Page extract:
I am with you about law suits when it comes to things like the person who burnt herself on the hot water at McDonald's and other such, to my mind, frivolous things.
Somehow I can't believe that God says we're to take a significant robbery as if it were all okay. In one sense, I think that if Bob Kearns had not fought, then he might have been supporting the stealing.
If someone stole bread, I would give it to them.
However, whatever I would do in a case where I don't feel benevolent about it, I just hope I wouldn't be coming from anger which is ego.
I think that if a major corporation stole my invention, it would be my business.
I am sure outnumbered on this one!
Loving you,
Gloria
We are always ready to play our part in this illusive game. Great actors, great characters, great drama or better melodrama ( as God says ). It goes on and on around what seems to be a plot, but it is always the same scene, untill...
Obviously, there are more ways than one to look at this scenario of a corporation “stealing” an individual’s ideas.
I will borrow a metaphor from Heavenletters and describe some of these possibilities as steps on a ladder, where higher steps are from a higher vantage point of awareness. Of course, this is not about right or wrong, it’s about the perspective from which we view things.
A very low level would be to react with anger and a wish to retaliate. I think we would all agree that actions motivated by anger arise from ego and a selfish view of things.
A somewhat higher perspective might be the level of the socially accepted legal definition of our individual rights as defined in our laws. A patented device or intellectual property carries with it the right to sue for damages if someone infringes the patent. It is hard to argue that it is wrong to seek legal redress when your rights are violated, but this is in no way heroic.
A higher level may be to view the whole issue from an ethical point of view that transcends the legal questions. We can view this as one example where large corporations may act in ways that we may view as unethical and they do so because it is profitable and convenient. These actions may be within the gray areas of legality or there may be no effective legal way for the “victims” to stop them. You could argue that Bob’s struggles were heroic in the way you might see as heroic the picketers outside an abortion clinic standing for hours in the freezing cold or the boaters that try to block whaling vessels from leaving port while defying the guns of coast guard vessels. I say these actions may be on a higher rung, but I’m not so sure they actually are. I see them as motivated by the conviction that the individual is sacrificing himself for the perceived good of “victims” that can’t defend themselves. A number of Heavenletters and Heaven Sutras describe this kind of sacrifice as misguided and provide the viewpoint that there are no true victims in life.

Listed records:
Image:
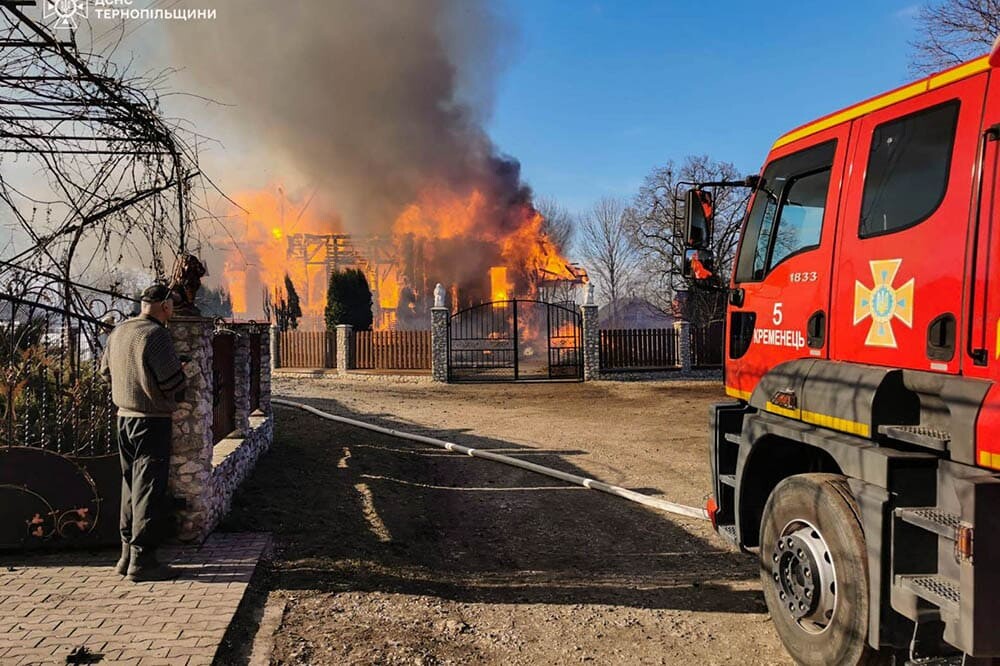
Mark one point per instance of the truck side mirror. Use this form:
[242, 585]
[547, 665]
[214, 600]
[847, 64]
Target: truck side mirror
[698, 213]
[699, 264]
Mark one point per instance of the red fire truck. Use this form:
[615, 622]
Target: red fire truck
[861, 456]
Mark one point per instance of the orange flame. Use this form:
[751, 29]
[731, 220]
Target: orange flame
[519, 254]
[499, 287]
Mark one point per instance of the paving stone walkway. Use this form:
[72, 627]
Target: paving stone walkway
[52, 604]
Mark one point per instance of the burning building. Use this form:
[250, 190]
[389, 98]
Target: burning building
[479, 251]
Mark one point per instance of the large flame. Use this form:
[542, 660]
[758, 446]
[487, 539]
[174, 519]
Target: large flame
[479, 249]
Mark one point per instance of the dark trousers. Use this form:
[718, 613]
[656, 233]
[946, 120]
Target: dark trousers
[144, 446]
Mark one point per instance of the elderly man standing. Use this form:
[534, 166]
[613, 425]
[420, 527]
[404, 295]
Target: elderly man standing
[146, 377]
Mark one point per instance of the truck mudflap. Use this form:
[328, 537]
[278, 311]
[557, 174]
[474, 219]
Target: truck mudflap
[946, 560]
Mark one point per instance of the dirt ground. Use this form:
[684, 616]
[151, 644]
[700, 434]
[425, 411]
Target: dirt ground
[393, 552]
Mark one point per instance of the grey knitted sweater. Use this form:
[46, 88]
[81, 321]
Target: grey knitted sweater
[143, 368]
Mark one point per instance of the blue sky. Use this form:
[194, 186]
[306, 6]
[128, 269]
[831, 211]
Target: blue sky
[598, 93]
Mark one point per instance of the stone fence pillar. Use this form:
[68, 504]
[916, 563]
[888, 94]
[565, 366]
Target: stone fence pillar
[439, 344]
[591, 342]
[274, 348]
[268, 362]
[684, 351]
[345, 348]
[191, 459]
[241, 362]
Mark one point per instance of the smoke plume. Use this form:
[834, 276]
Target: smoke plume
[372, 100]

Directions for this task:
Answer these questions from the discussion of Bob Kearns:
(a) In the comment signed "Gloria," what would the writer do if someone stole bread?
(b) In the ladder metaphor, what response is described as a very low level?
(c) What right comes with a patented device or intellectual property?

Problem solution:
(a) Give it to them.
(b) Reacting with anger and a wish to retaliate.
(c) The right to sue for damages if someone infringes the patent.